→ **Work task**
Reproduce the portion of the text on masks and India's COVID numbers starting at "Last September, India" and ending at "at Georgetown University.", with no changes.

A survey completed by student athletes and their parents revealed the harmful effects mask-wearing has had on high school sports players’ physical and mental health.
Seventy-four percent of students who responded reported experiencing at least one “clinically significant symptom” from wearing a mask while playing, including loss of consciousness, dizziness, and vomiting.

And 100 per cent of mask wearers report looking like dorks. Meanwhile, India seems to have dramatically reduced its pandemic problems by mysterious means:

Last September, India was confirming nearly 100,000 new coronavirus cases a day. It was on track to overtake the United States to become the country with the highest reported COVID-19 caseload in the world …
But four months later, India’s coronavirus numbers have plummeted. Late last month, on Jan. 26, the country’s Health Ministry confirmed a record low of about 9,100 new daily cases — in a country of nearly 1.4 billion people. It was India’s lowest daily tally in eight months. On Monday, India confirmed about 11,000 cases.
“It’s not that India is testing less or things are going underreported,” says Jishnu Das, a health economist at Georgetown University.
“It’s been rising, rising — and now suddenly, it’s vanished! I mean, hospital ICU utilization has gone down. Every indicator says the numbers are down.”
Scientists say it’s a mystery.

One theory holds that India’s abundant diseases provide COVID protection:

“All of us have pretty good immunity! Look at the average Indian: He or she has probably had malaria at some point in his life or typhoid or dengue,” says Sayli Udas-Mankikar, an urban policy expert at the Observer Research Foundation in Mumbai.
“You end up with basic immunity toward grave diseases.”

Maybe it’s something to do with diet. Let’s get some goat curry happening, stat.

→ **Given material**
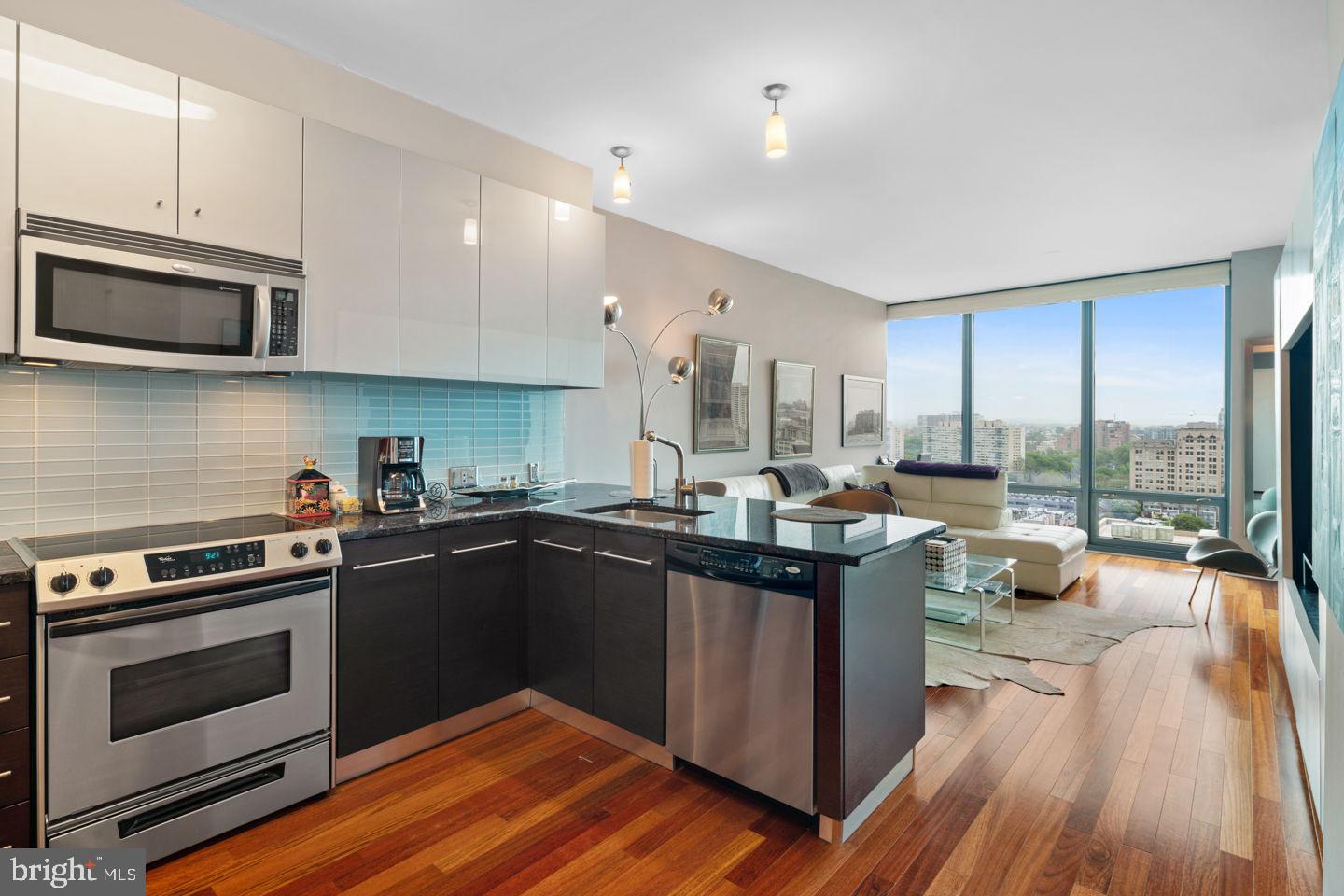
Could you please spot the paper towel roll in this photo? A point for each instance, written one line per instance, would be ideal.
(641, 470)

→ **Task result**
Last September, India was confirming nearly 100,000 new coronavirus cases a day. It was on track to overtake the United States to become the country with the highest reported COVID-19 caseload in the world …
But four months later, India’s coronavirus numbers have plummeted. Late last month, on Jan. 26, the country’s Health Ministry confirmed a record low of about 9,100 new daily cases — in a country of nearly 1.4 billion people. It was India’s lowest daily tally in eight months. On Monday, India confirmed about 11,000 cases.
“It’s not that India is testing less or things are going underreported,” says Jishnu Das, a health economist at Georgetown University.